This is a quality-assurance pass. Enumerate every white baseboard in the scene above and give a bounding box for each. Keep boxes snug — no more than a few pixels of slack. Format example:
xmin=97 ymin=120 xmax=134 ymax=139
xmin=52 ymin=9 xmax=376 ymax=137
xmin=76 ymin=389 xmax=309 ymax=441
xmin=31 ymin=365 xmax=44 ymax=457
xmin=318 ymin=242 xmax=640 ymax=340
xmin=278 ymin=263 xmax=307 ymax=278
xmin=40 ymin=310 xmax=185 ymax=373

=== TASK DIRECTIONS ===
Could you write out all the records above word for word, keeping every line as it appears?

=== RESULT ===
This is a quality-assurance pass. Enumerate every white baseboard in the scene above and give a bounding box for each. Keep boxes snug — no more than a few pixels of slack. Format example:
xmin=97 ymin=120 xmax=134 ymax=139
xmin=52 ymin=9 xmax=376 ymax=137
xmin=76 ymin=389 xmax=309 ymax=441
xmin=31 ymin=365 xmax=44 ymax=457
xmin=318 ymin=242 xmax=640 ymax=340
xmin=278 ymin=263 xmax=307 ymax=278
xmin=40 ymin=310 xmax=185 ymax=373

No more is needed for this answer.